• **Input**
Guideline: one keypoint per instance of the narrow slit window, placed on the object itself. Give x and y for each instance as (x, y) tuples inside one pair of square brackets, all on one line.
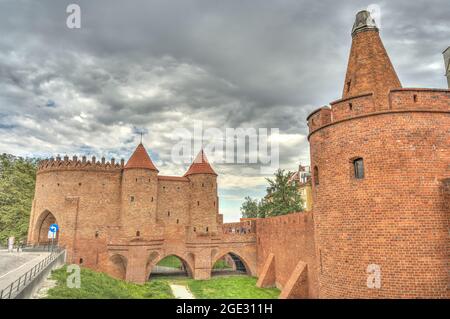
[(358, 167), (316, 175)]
* * *
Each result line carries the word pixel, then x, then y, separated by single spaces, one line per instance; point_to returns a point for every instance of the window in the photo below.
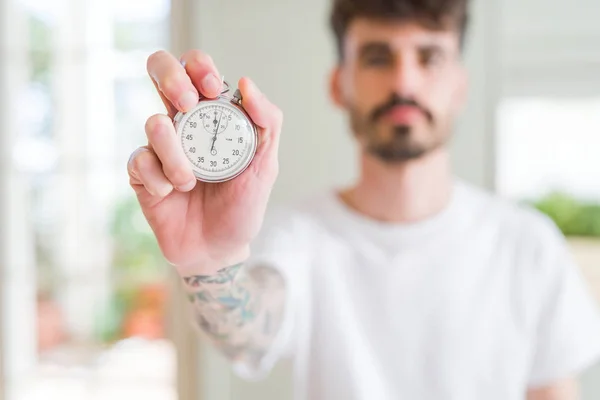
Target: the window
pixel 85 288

• **What you will do**
Convert the listing, from the line with "Guideline: one keypoint" up to and including the line with "[(358, 167), (316, 175)]", into a Markdown table with the columns Row and Entry, giving each line a row number, skipping blank lines and leaving out the pictures.

• **Answer below**
| Row | Entry |
|---|---|
| 1 | Guideline: one keypoint per instance of the narrow slit window, placed on the object itself. Give x and y for each instance as (x, y) tuples inside one pair of square brackets, all on one line. |
| 2 | [(358, 167), (316, 175)] |